Aim of the task:
Return each line of the material below that contains the word "reflective". Matches must have the same capitalization.

Data extract:

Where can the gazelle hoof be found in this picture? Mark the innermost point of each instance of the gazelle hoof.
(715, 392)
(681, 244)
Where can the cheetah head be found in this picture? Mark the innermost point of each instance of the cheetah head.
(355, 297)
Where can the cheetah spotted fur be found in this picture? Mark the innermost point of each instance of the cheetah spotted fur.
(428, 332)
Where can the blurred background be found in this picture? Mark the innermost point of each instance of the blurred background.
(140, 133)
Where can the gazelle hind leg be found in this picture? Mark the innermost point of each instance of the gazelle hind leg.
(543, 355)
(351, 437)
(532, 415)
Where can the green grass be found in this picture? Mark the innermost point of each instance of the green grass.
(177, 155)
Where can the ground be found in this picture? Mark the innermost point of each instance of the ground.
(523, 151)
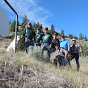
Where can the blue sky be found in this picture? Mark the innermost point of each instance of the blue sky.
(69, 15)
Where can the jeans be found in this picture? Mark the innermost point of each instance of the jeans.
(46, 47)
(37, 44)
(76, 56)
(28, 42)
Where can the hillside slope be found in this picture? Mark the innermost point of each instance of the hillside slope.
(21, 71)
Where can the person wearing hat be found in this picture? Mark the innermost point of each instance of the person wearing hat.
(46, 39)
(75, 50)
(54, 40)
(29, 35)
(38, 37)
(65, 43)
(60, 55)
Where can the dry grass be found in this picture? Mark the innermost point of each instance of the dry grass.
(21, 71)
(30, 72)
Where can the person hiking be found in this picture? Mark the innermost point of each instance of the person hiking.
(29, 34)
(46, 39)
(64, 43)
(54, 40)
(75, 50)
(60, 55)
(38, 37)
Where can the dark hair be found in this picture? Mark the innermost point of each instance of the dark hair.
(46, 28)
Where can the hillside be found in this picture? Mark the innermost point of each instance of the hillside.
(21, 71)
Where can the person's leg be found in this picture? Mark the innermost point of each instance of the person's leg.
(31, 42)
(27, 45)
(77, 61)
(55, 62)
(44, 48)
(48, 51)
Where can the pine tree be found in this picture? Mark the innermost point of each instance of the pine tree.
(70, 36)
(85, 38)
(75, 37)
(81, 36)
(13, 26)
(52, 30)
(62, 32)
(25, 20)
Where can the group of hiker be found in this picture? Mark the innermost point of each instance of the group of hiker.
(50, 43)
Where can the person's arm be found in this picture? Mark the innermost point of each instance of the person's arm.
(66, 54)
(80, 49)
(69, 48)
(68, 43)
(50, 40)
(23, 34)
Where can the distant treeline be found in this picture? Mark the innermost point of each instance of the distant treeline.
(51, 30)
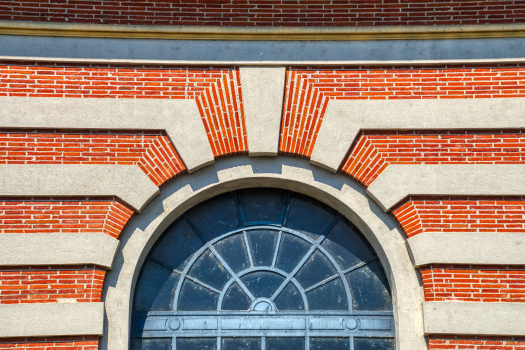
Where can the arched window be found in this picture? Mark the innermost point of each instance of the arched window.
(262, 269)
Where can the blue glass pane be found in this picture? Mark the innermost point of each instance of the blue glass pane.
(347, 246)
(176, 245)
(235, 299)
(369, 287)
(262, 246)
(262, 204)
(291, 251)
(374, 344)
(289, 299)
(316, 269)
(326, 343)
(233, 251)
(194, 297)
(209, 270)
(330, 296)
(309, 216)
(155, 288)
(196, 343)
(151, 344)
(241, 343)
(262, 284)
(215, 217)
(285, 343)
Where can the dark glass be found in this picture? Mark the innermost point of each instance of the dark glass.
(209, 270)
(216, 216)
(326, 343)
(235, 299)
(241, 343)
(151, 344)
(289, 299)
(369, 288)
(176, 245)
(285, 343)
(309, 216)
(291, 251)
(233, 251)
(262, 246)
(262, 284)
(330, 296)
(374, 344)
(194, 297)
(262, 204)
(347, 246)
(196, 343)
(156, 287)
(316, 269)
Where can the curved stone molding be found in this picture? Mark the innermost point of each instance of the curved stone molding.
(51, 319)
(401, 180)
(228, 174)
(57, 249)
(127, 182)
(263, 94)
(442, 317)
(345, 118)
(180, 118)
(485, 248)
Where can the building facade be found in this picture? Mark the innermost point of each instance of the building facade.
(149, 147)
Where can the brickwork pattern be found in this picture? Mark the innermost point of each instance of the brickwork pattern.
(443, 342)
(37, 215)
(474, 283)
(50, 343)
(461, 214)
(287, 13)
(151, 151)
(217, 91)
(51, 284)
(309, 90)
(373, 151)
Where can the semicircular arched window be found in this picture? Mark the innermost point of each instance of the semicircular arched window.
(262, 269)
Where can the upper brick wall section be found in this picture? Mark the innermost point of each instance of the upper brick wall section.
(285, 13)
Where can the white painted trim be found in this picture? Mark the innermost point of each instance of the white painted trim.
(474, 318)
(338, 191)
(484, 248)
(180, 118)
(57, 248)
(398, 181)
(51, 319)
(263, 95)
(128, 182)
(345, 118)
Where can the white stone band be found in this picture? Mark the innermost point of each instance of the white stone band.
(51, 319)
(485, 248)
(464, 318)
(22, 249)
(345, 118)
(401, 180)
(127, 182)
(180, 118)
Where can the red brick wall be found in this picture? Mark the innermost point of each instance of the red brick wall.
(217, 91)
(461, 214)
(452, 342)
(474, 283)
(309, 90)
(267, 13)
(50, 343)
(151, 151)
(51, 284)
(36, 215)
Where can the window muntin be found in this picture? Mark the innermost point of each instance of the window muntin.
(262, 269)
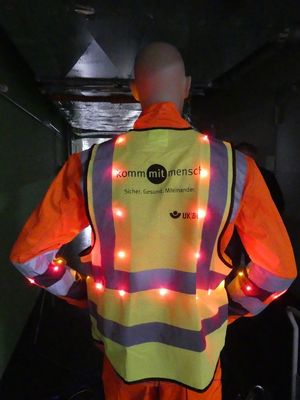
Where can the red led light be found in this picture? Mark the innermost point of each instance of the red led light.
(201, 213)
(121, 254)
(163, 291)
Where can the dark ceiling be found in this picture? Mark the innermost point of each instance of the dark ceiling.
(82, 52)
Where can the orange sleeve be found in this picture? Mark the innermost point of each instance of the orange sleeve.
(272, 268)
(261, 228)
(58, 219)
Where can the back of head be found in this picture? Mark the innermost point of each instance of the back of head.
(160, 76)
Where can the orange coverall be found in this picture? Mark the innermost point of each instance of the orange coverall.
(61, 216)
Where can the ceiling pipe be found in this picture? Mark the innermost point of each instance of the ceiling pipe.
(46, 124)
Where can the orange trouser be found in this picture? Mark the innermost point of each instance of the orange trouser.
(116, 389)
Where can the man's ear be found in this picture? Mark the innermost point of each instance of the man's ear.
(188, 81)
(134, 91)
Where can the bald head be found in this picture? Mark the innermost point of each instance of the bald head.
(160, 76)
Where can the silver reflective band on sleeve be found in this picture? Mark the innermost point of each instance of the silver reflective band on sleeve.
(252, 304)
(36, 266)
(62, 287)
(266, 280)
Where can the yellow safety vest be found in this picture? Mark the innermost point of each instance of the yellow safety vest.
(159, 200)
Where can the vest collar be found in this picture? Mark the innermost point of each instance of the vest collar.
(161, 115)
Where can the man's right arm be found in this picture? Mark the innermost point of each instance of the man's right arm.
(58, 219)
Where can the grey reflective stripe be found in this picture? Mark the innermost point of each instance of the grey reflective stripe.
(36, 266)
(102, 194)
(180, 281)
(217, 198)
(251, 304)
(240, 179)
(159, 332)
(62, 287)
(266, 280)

--

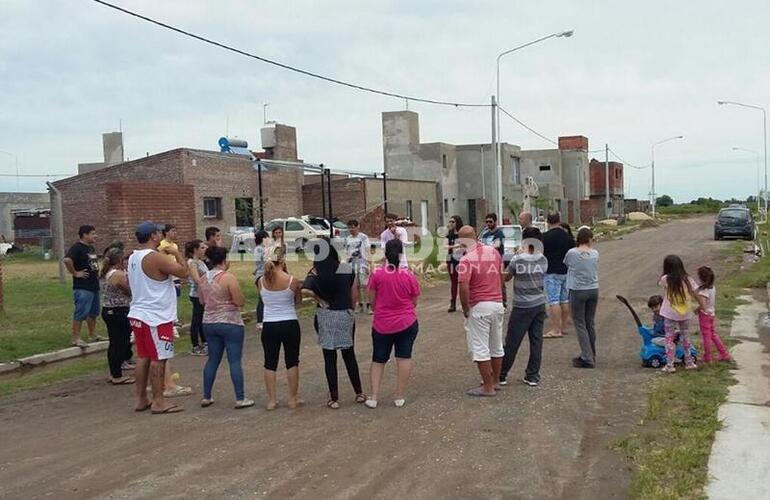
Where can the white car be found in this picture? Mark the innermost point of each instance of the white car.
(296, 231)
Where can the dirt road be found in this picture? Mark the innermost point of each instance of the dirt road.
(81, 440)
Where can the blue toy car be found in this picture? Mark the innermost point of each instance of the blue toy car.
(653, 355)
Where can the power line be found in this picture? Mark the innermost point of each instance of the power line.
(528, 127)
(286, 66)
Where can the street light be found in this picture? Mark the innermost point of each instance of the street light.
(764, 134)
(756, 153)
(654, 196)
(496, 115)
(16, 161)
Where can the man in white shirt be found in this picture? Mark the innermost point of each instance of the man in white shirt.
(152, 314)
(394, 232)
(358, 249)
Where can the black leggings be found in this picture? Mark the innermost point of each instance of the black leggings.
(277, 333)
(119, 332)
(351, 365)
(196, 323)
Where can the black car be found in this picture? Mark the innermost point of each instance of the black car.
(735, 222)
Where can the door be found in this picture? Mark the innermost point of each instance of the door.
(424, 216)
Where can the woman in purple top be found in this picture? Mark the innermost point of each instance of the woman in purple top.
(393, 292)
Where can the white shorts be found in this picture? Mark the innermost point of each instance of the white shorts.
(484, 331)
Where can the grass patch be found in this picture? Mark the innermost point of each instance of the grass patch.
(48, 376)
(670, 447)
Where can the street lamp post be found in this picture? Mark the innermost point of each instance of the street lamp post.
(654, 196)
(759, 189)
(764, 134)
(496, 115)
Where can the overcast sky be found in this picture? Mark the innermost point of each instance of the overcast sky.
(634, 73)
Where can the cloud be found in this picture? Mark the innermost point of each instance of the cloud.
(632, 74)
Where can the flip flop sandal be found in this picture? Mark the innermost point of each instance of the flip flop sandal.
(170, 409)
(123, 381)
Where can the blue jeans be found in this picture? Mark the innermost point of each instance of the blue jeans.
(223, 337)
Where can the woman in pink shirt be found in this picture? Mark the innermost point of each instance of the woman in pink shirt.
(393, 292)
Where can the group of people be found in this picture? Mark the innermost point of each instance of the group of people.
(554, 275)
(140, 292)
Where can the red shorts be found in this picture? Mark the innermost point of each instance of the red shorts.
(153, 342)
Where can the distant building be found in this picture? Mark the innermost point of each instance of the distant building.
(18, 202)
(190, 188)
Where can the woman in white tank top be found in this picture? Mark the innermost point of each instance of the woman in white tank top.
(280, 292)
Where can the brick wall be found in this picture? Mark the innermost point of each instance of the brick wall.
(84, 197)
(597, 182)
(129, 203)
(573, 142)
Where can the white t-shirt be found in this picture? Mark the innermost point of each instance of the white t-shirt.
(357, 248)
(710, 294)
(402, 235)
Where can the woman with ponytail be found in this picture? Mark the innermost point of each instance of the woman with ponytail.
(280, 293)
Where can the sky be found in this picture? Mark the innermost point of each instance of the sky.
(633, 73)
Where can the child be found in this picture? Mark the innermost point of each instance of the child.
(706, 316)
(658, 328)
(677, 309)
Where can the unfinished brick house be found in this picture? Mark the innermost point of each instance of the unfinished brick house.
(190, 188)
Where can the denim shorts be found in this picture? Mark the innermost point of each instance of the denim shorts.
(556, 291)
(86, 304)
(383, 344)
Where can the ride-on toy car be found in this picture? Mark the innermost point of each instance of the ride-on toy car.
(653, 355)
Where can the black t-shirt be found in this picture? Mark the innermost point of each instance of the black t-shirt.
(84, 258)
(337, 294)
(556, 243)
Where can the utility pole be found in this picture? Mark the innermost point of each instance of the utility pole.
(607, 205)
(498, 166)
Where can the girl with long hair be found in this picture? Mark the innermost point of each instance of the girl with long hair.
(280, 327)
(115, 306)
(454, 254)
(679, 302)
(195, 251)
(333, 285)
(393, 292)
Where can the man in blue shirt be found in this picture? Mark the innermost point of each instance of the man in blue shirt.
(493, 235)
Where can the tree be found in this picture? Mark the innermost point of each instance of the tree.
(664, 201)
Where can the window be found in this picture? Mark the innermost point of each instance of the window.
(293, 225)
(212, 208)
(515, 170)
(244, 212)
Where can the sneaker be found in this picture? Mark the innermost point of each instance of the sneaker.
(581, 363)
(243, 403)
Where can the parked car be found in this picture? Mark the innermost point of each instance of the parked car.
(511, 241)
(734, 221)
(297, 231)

---

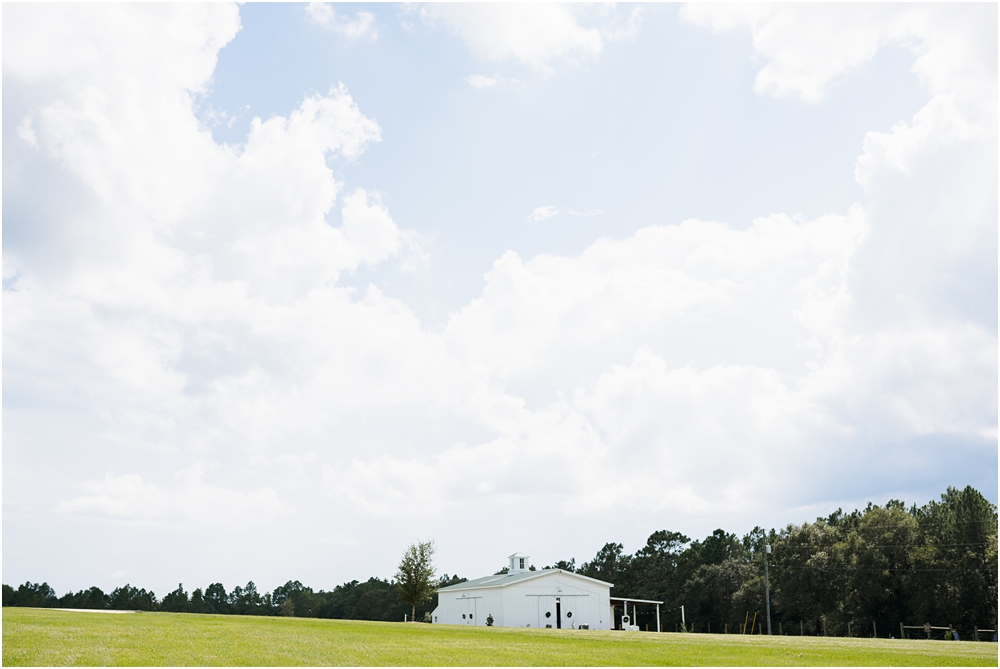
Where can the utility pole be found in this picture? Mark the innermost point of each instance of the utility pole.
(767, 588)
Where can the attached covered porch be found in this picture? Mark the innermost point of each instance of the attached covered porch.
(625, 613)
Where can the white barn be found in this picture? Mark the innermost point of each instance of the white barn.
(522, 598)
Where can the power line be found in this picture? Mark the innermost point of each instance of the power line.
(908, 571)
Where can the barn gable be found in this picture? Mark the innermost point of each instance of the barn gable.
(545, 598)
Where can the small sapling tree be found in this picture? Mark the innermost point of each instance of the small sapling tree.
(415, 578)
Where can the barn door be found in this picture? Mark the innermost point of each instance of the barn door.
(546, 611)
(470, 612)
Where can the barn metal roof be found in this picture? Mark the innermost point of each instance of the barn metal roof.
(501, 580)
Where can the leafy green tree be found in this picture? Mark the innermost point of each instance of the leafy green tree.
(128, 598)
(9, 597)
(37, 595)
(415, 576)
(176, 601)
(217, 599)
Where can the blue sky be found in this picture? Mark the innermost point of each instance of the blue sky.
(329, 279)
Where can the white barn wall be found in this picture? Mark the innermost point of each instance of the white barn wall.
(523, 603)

Output for this exercise:
Where can the silver reflective band on sleeve be found in this picture? Mark the innermost point of each instance of the silver reflective band on sleeve.
Where can the grey reflective stripe be found in this picture? Mark the innermost point of each instance of the grey reflective stripe.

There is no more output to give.